Entries pointing to labeled objects:
start
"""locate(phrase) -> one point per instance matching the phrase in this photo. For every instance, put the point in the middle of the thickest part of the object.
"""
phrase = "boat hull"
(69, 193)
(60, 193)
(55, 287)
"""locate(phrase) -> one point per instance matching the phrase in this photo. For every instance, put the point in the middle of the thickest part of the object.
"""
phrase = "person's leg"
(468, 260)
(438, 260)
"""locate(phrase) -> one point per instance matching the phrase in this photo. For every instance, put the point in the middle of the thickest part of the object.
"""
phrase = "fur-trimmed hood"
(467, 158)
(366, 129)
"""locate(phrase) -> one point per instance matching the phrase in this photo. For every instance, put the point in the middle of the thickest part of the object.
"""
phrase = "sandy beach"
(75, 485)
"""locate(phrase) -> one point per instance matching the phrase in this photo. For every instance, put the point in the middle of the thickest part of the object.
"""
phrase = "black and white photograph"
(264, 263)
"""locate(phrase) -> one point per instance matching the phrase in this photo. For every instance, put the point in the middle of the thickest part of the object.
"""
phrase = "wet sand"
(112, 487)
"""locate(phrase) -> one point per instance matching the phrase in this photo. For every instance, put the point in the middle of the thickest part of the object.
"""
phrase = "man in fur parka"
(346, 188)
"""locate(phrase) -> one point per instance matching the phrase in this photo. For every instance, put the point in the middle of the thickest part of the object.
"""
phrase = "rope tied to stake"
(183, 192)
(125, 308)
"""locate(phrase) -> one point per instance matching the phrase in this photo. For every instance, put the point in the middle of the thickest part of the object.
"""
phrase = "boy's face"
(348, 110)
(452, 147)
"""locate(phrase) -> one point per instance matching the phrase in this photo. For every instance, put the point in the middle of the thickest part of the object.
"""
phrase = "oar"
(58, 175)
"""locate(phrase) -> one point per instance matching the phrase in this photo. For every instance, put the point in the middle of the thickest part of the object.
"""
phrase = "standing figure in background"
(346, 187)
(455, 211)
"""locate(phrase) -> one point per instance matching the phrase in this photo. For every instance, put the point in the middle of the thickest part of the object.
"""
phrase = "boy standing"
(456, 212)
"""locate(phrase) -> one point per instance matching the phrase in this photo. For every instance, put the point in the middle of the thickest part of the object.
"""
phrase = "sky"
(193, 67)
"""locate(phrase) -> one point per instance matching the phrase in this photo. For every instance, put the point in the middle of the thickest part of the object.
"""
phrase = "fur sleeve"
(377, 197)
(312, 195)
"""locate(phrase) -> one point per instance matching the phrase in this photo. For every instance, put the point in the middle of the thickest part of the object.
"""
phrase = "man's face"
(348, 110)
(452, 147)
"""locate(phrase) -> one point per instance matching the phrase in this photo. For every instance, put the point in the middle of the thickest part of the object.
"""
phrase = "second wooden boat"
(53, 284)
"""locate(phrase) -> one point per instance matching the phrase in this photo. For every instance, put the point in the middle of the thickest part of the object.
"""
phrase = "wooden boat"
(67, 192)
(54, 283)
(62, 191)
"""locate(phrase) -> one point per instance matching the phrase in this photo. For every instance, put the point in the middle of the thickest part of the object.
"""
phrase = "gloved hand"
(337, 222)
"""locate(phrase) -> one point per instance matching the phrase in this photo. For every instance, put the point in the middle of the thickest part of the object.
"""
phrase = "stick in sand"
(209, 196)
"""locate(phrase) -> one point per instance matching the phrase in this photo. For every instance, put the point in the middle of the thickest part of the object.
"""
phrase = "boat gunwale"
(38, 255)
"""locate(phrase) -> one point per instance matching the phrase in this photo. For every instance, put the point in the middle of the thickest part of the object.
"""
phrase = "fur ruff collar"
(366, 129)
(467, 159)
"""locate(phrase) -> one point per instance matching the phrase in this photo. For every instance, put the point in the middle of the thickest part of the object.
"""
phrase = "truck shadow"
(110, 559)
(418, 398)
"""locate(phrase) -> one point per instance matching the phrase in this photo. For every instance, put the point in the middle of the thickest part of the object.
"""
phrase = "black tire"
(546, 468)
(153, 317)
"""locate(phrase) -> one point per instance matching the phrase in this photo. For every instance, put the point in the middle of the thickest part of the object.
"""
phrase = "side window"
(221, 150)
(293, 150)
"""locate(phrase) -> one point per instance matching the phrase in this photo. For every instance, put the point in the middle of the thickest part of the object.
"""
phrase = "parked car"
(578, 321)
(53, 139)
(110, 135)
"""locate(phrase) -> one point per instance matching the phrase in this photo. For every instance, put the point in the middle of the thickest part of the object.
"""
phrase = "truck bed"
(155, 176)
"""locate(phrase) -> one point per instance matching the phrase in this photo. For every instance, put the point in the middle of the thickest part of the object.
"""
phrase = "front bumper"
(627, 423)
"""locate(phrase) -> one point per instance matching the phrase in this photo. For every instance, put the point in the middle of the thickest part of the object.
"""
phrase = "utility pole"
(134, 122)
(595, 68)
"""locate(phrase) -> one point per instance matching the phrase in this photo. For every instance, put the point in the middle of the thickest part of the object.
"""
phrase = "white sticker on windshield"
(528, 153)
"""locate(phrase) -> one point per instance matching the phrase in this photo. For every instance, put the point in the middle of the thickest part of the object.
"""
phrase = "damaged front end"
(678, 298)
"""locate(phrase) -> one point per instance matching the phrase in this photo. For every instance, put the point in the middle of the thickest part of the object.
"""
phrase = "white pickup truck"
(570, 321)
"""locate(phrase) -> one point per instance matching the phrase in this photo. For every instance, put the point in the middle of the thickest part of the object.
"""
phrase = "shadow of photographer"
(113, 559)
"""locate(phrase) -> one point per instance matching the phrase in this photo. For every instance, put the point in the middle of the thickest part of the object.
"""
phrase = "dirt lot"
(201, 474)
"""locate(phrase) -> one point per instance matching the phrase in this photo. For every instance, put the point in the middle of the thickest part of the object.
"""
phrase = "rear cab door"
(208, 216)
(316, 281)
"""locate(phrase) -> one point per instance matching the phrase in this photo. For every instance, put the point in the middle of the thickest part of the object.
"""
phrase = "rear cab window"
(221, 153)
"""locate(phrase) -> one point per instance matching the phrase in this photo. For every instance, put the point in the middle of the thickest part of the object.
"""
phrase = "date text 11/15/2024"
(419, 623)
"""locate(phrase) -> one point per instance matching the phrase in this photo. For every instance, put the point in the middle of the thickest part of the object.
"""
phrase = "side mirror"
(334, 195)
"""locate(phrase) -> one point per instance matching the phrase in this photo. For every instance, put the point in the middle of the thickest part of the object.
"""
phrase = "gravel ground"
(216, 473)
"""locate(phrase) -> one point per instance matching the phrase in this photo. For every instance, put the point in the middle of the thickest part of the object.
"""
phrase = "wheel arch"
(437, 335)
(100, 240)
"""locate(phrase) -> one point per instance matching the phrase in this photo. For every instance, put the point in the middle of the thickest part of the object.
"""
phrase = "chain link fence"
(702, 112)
end
What the exercise asks → How many lines of the records above contain the string "white", with case counting? Reply with the number alone.

Exercise response → 3